Begin Document excerpt
[Code Review] Reminder about links in code & commit messages

AaronBallman · July 5, 2023, 8:52pm

As a reminder to folks doing code reviews (as well as folks authoring patches), please be sure to check links in code, tests, and commit messages to ensure they’re appropriate. We shouldn’t be adding dead links (and we should update any dead links we find along the way) nor should we be adding links to private resources like internal bug trackers. Links should be to resources that are publicly available for anyone contributing unless there’s a good justification for using a private link in addition to the comment itself (e.g., linking to a private WG21 meeting wiki to provide more context for a comment).

Note, I plan to remove approx 2k rdar:// links in the near future to help clean the code base up a bit. That’s the only systemic use of private links that I’m aware of – these links were less problematic 10+ years ago when Clang was coming mostly out of Apple, but they’re not helpful information for the community at large any longer.

blangmuir · July 5, 2023, 11:50pm

Hi @AaronBallman, is there an existing policy that would cover links to internal bug trackers? I wasn’t able to find anything skimming the developer policy. I am particularly interested in commit messages, since Apple folks are actively adding more commits with rdar:// links all the time. I think changing that could be disruptive, and needs a discussion.

Also, should this go to an LLVM category? This isn’t really clang-specific.

AaronBallman · July 6, 2023, 11:02am

I don’t think we’ve written anything down – common practice is: dead links are bad and should be removed/fixed when discovered. Internal links are indistinguishable from dead links to most of our contributors.

I’m not certain we really need to write anything down (but I’m not opposed should someone want to clarify this for the project as a whole).

What is the justification for needing to put internal links into public source code/tests/commit messages? (At best, I can see a discussion delaying removal of existing rdar links from source/test files because we don’t want to be disruptive, but I don’t think we want to allow every corporate contributor to put their internal references into the public repository and I don’t see why Apple should be the only company allowed to put internal links into the repo. This information is better kept in the downstream repo where it’s far more relevant.)

It certainly could, though there’s no way to move posts between categories. I added some more tags to this post so we can keep discussion in one place.

arsenm · July 6, 2023, 11:21am

I don’t really see the plus to removing this metadata. In the past I’ve found someone who could reference the rdar link to help with issues

AaronBallman · July 6, 2023, 11:54am

<rdar://123456> links are not well known outside of Apple and people who have interfaced with Apple, and provide no relevant context to most folks. That’s a burden for new contributors and creates an in-group and an out-group. It also doesn’t scale at all – we have dozens of corporate contributors with various private bug trackers.

You can find someone who can help with issues using git blame, which is actually more useful than the rdar link to most folks.
End Document excerpt
Begin Extracted material
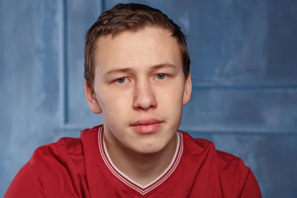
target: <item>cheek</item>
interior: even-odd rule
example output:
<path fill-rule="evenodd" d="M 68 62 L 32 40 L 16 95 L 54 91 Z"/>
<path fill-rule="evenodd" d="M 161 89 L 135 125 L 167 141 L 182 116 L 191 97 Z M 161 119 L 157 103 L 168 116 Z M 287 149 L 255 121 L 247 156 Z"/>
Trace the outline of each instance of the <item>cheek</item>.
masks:
<path fill-rule="evenodd" d="M 99 97 L 102 113 L 108 117 L 125 117 L 126 109 L 131 106 L 131 96 L 127 92 L 104 89 Z"/>

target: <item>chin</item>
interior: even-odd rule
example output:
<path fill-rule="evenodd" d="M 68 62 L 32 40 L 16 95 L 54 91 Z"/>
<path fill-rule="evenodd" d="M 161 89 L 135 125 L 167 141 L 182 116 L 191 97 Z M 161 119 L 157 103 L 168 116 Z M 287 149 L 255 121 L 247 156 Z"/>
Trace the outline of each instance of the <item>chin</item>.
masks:
<path fill-rule="evenodd" d="M 157 153 L 162 150 L 167 145 L 164 143 L 154 141 L 154 142 L 143 143 L 135 145 L 131 148 L 134 151 L 140 154 L 149 154 Z M 168 144 L 168 143 L 167 143 Z"/>

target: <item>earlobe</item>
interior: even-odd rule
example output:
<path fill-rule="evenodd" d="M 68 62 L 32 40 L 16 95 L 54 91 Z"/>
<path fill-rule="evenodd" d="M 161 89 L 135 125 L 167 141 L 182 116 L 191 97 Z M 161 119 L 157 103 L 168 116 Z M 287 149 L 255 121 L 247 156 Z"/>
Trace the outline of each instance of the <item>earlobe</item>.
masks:
<path fill-rule="evenodd" d="M 192 94 L 192 80 L 191 79 L 191 74 L 189 73 L 186 82 L 185 82 L 185 90 L 184 91 L 184 98 L 183 99 L 183 104 L 187 104 L 191 99 L 191 95 Z"/>
<path fill-rule="evenodd" d="M 87 101 L 91 110 L 96 114 L 99 114 L 102 112 L 100 104 L 96 99 L 96 96 L 94 92 L 92 90 L 90 86 L 88 85 L 87 81 L 85 81 L 85 94 L 87 99 Z"/>

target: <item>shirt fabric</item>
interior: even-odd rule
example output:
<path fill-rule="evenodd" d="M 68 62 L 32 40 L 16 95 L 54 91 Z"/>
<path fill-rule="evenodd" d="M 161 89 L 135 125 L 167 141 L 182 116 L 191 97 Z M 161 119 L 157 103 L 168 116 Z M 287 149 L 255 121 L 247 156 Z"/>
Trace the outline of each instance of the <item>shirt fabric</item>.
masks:
<path fill-rule="evenodd" d="M 212 143 L 178 131 L 166 170 L 143 186 L 112 163 L 103 126 L 79 138 L 62 138 L 38 148 L 18 172 L 4 198 L 260 198 L 258 183 L 240 158 L 216 150 Z"/>

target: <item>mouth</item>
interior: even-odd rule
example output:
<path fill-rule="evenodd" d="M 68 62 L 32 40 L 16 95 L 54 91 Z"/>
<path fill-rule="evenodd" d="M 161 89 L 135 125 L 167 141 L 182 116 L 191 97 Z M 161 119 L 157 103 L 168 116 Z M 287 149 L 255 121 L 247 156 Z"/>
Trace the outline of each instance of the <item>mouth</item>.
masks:
<path fill-rule="evenodd" d="M 163 122 L 153 118 L 139 120 L 133 123 L 131 126 L 138 132 L 149 134 L 156 132 L 162 126 Z"/>

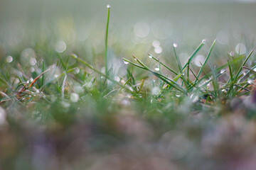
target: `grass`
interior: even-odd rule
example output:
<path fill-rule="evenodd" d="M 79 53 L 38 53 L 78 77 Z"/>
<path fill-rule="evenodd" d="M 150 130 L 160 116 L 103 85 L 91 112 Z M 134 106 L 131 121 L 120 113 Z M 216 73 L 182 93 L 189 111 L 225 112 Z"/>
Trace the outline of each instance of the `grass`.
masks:
<path fill-rule="evenodd" d="M 218 58 L 213 40 L 197 67 L 207 42 L 184 64 L 174 44 L 173 63 L 131 52 L 118 74 L 107 68 L 109 20 L 110 8 L 105 63 L 104 52 L 92 62 L 42 41 L 1 57 L 0 169 L 253 169 L 254 50 Z"/>

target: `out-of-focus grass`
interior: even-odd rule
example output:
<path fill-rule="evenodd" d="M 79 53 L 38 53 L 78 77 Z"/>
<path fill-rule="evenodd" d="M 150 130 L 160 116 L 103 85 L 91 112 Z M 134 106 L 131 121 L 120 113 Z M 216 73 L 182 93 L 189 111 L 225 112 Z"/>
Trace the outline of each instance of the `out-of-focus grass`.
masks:
<path fill-rule="evenodd" d="M 219 17 L 248 16 L 255 4 L 141 2 L 149 11 L 121 23 L 117 11 L 127 9 L 117 4 L 125 5 L 112 4 L 109 74 L 105 6 L 80 30 L 72 15 L 41 26 L 1 16 L 0 169 L 254 169 L 255 26 Z M 191 11 L 172 16 L 175 6 Z M 189 15 L 206 6 L 222 13 Z"/>

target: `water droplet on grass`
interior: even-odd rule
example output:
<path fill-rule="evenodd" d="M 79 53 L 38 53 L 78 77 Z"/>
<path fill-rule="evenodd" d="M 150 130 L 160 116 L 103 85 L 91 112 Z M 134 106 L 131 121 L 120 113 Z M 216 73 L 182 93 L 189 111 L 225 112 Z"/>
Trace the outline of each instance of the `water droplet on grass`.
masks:
<path fill-rule="evenodd" d="M 119 82 L 119 81 L 120 81 L 120 77 L 114 76 L 114 80 L 117 81 L 117 82 Z"/>
<path fill-rule="evenodd" d="M 160 54 L 161 52 L 162 52 L 163 50 L 161 47 L 156 47 L 154 49 L 154 52 L 156 53 L 156 54 Z"/>
<path fill-rule="evenodd" d="M 9 55 L 9 56 L 8 56 L 7 57 L 6 57 L 6 62 L 11 62 L 12 61 L 13 61 L 13 57 L 11 56 L 11 55 Z"/>
<path fill-rule="evenodd" d="M 231 56 L 231 57 L 234 57 L 234 55 L 235 55 L 235 52 L 230 51 L 230 53 L 229 53 L 229 55 L 230 55 L 230 56 Z"/>
<path fill-rule="evenodd" d="M 204 62 L 205 60 L 206 60 L 206 57 L 203 55 L 200 55 L 196 56 L 193 62 L 197 67 L 201 67 L 202 63 Z"/>
<path fill-rule="evenodd" d="M 246 52 L 246 47 L 244 44 L 239 43 L 235 46 L 235 52 L 238 55 L 244 55 Z"/>
<path fill-rule="evenodd" d="M 158 47 L 160 46 L 160 42 L 159 40 L 154 40 L 152 43 L 153 47 Z"/>
<path fill-rule="evenodd" d="M 35 58 L 31 58 L 31 60 L 29 60 L 29 64 L 31 65 L 36 65 L 36 60 Z"/>
<path fill-rule="evenodd" d="M 160 93 L 160 89 L 157 86 L 154 86 L 152 88 L 151 93 L 153 95 L 157 95 Z"/>
<path fill-rule="evenodd" d="M 66 101 L 61 101 L 60 104 L 63 108 L 69 108 L 70 106 L 70 104 Z"/>
<path fill-rule="evenodd" d="M 74 57 L 75 58 L 78 58 L 78 55 L 75 53 L 72 53 L 71 55 Z"/>
<path fill-rule="evenodd" d="M 123 60 L 123 62 L 124 62 L 124 63 L 125 64 L 129 64 L 129 62 L 127 62 L 127 61 L 125 61 L 124 60 Z"/>
<path fill-rule="evenodd" d="M 79 100 L 79 95 L 78 94 L 75 93 L 72 93 L 70 94 L 70 101 L 72 102 L 78 102 Z"/>
<path fill-rule="evenodd" d="M 80 72 L 80 69 L 78 67 L 75 67 L 74 70 L 75 74 L 78 74 Z"/>
<path fill-rule="evenodd" d="M 221 69 L 221 70 L 220 70 L 220 74 L 223 74 L 223 73 L 225 73 L 225 71 L 226 71 L 225 69 Z"/>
End Extracted material
> Requirement A: List every username that posts in the discussion thread on links in code and commit messages, in the order each first appears.
> Requirement B: Resume the discussion thread on links in code and commit messages from the point where it stops.

> Output A: AaronBallman, blangmuir, arsenm

> Output B:
(Note, I’m not opposed to links in general – open trackers that aren’t our own, such as GCC’s bugzilla, are great. I’m only opposed to links that nobody can access except a small percentage of the community. That link should never be what’s providing sufficient context to the reader for what it’s commenting on.)

Endill · July 6, 2023, 12:10pm

I just moved it to LLVM Project. Is that what you wanted?

AaronBallman · July 6, 2023, 12:17pm

I couldn’t see the way to do that, but I see now that editing the post has a drop-down you can use for this. Thank you!

asb · July 6, 2023, 12:24pm

Maybe this deserves it own topic, but another piece of metadata I feel is generally a poor match for an open source project (though I get why it can make sense for small teams within that project) is the TODO(assignee_username) format in comments. It’s information that can easily become outdated (and produces unnecessary churn if trying to keep it up to date). It is also liable to put off new contributors looking for easy tasks to pick up. If it’s something worth tracking with an assignment, I’d rather see an issue for it.

AaronBallman · July 6, 2023, 12:34pm

Strong +1, though we do have something written down about that here: LLVM Developer Policy — LLVM 18.0.0git documentation

“Overall, please do not add contributor names to the source code.”

pogo59 · July 6, 2023, 2:55pm

I think it’s more that Apple is the only company brazen enough to do this.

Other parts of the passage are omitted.